- [Work to be completed] Retype each line exactly. Skip images.

-- start Material --

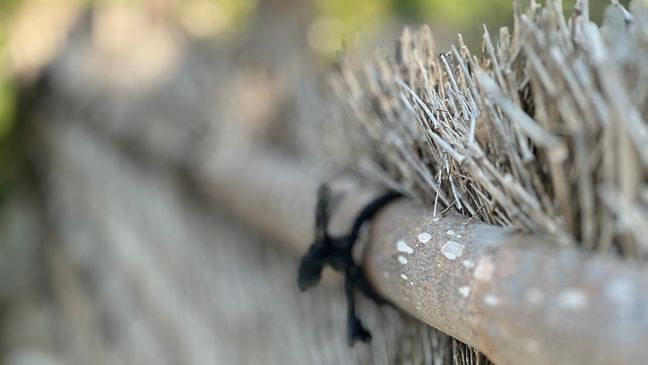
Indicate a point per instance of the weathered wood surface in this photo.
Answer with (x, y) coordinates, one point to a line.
(146, 261)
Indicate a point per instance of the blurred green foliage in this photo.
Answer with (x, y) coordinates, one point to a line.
(335, 21)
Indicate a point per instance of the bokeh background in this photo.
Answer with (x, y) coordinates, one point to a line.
(109, 111)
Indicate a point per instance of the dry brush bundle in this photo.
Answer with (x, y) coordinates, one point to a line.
(544, 131)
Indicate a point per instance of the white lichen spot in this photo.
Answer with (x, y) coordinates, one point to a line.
(485, 268)
(465, 291)
(535, 296)
(491, 300)
(402, 246)
(424, 237)
(451, 250)
(573, 299)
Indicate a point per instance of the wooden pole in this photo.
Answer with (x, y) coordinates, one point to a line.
(517, 298)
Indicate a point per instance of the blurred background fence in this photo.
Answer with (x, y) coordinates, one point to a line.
(116, 119)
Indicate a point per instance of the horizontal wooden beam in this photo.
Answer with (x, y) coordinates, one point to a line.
(517, 298)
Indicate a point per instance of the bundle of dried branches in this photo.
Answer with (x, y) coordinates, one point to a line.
(544, 131)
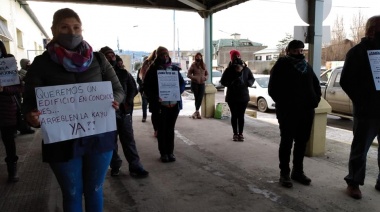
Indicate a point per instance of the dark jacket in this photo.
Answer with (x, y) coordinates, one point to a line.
(8, 105)
(237, 83)
(291, 89)
(129, 87)
(357, 81)
(151, 86)
(45, 72)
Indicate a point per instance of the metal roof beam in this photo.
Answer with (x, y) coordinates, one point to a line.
(194, 4)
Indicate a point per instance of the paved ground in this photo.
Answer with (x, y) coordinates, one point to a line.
(212, 173)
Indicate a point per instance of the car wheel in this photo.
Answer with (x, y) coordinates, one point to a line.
(262, 105)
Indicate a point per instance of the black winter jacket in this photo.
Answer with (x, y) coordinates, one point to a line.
(291, 89)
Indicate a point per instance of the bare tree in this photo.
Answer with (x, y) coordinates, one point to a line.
(337, 50)
(358, 27)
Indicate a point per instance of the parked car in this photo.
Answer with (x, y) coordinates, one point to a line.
(258, 94)
(187, 80)
(216, 75)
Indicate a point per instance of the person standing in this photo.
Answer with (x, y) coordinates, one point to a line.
(22, 125)
(358, 81)
(8, 120)
(140, 79)
(167, 111)
(80, 164)
(198, 75)
(124, 120)
(295, 89)
(237, 78)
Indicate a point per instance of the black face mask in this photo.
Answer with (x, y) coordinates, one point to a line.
(377, 39)
(238, 61)
(69, 41)
(112, 62)
(297, 56)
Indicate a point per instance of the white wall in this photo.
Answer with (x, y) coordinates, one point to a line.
(17, 18)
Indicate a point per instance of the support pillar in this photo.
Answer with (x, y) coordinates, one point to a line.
(208, 102)
(317, 141)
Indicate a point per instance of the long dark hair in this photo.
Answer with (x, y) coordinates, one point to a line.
(202, 64)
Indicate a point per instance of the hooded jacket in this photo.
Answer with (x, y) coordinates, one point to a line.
(358, 83)
(294, 88)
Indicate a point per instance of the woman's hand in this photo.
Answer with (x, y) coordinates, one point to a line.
(32, 118)
(115, 105)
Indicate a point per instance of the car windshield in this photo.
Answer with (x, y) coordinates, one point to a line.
(263, 81)
(216, 74)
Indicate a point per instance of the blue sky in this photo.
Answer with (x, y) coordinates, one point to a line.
(262, 21)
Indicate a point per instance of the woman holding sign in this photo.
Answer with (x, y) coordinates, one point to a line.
(164, 96)
(79, 164)
(8, 113)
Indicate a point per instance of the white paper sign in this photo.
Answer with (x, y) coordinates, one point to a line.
(374, 61)
(75, 110)
(8, 72)
(168, 85)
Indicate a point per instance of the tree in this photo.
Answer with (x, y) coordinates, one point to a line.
(338, 48)
(281, 46)
(358, 27)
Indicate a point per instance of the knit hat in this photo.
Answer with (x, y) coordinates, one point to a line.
(61, 14)
(23, 63)
(234, 53)
(105, 50)
(118, 58)
(295, 44)
(161, 50)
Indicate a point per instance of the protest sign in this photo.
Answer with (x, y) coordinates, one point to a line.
(75, 110)
(8, 72)
(168, 85)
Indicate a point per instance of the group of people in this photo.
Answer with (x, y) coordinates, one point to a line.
(80, 164)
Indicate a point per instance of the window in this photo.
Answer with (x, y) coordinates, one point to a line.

-- end Material --

- [Expected answer]
Indicate a point per instance of the weathered wood surface in this photo.
Answer with (x, y) coordinates, one point to a line.
(146, 261)
Indicate a point per instance of the blurred green foliage in this photo.
Answer with (x, y) coordinates, one point to a line.
(335, 21)
Indicate a point per instance of the bokeh background in this photo.
Answer with (x, y) coordinates, one point to a line.
(109, 111)
Indicate a point per instance of the dry brush bundle in this photo.
Answer with (x, y) coordinates, one point to a line.
(544, 131)
Indicate a point per instance of the white lichen spot in this photo.
Answer with (x, y) coordinates, one point to a line.
(485, 268)
(465, 291)
(535, 296)
(491, 300)
(402, 246)
(424, 237)
(451, 250)
(573, 299)
Indicate a point per instance of the wooden pole in this photo.
Answer with (x, y) coordinates, one point to a line.
(517, 298)
Indicate a point per instance of the blurred background fence in this photo.
Answer with (x, y) coordinates, one point to a line.
(116, 119)
Indicate a point per instance of the horizontal wooden beam in this photo.
Answer with (x, y) coordinates, one point to a line.
(517, 298)
Indicate a point per instance of the bundle of dried branches in this photo.
Answer with (x, y) coordinates, one point to a line.
(544, 131)
Indicate a point per instance of the dark jacket in this photo.
Answer with (x, y) coordinates, one point to a line.
(8, 105)
(237, 83)
(291, 89)
(129, 87)
(357, 81)
(151, 86)
(45, 72)
Indicate a point per instance of the metal roof beam in this photo.
Answer with (x, y) coordinates, one point to a line.
(194, 4)
Indicate a point per instance of the paved ground in this photo.
Answer with (x, y) coordinates, one point to a line.
(212, 173)
Indicate a point per instance of the car wheel in this photo.
Answer with (x, y) coordinates, one point to a line.
(262, 105)
Indicate a point per instance of the black winter jacket in this photo.
Answer with (x, y) coordinates, one point to a line.
(291, 89)
Indicate a point per instance of the bare tree in this photo.
Answer with (x, y) coordinates, one point to a line.
(337, 50)
(358, 27)
Indicate a point per instance of the parked car in this photo.
Answer with (x, y) coordinates, one point to a line.
(258, 94)
(187, 80)
(216, 75)
Indicate a point per instance of the person standing in this photo.
Answer with (x, y) coordinates, one point to a line.
(22, 125)
(358, 81)
(8, 120)
(140, 79)
(167, 111)
(80, 164)
(198, 75)
(124, 120)
(295, 89)
(237, 78)
Indicate a point per instance of the black face mask in this photo.
Answer with (x, y) coordinates, one point to a line.
(377, 39)
(238, 61)
(69, 41)
(112, 62)
(297, 56)
Indicate a point per instance of the white wall in this photo.
Answer with (x, y) coordinates, one point to a line.
(17, 18)
Indicate a point per instance of the support pillar in this photo.
Answer with (x, y) coordinates, one point to a line.
(208, 102)
(317, 141)
Indicate a point per instance of the long dark hair in this photo.
Answer with (x, y) coordinates, one point to a line.
(202, 64)
Indicate a point per instance of the hooded jacket in this photo.
Answer with (x, y) coordinates, one point to a line.
(358, 83)
(294, 88)
Indicate a point per instance of the woman's hand in this photo.
Answer with (x, y) coordinates, one point to a line.
(32, 118)
(115, 105)
Indicate a point per instance of the car windshield in this photo.
Answer with (x, y) coordinates, one point to a line.
(263, 81)
(216, 74)
Indicate a point per instance of the blue sky in this photo.
Answer with (x, y) coordinates, one point to a line.
(262, 21)
Indicate a point per instance of the woman holding sign in this photo.
Answer with (x, y) coordinates, one point to a line.
(164, 96)
(79, 164)
(8, 113)
Indicate a point per instance of the white paper sign in this photo.
Answer with (x, y) coordinates, one point to a line.
(374, 61)
(75, 110)
(8, 72)
(168, 85)
Indicate a point per instance of the tree in this photo.
Answer with (x, y) coordinates, one point to a line.
(338, 48)
(281, 46)
(358, 27)
Indicate a point per instance of the knit hat in this photo.
Answer with (x, y) coordinates, one point to a line.
(61, 14)
(23, 63)
(234, 53)
(105, 50)
(118, 58)
(295, 44)
(161, 50)
Indicate a point per instance of the protest sign in this photo.
Answer with (x, y) coordinates, one point to a line.
(75, 110)
(8, 72)
(168, 85)
Indicate a point per instance of the group of people in this photo.
Answer with (x, y) coordinates, one point to a line.
(80, 164)
Indicate a point per instance of the window in this photo.
Answer with (x, y) coordinates, one point to a line.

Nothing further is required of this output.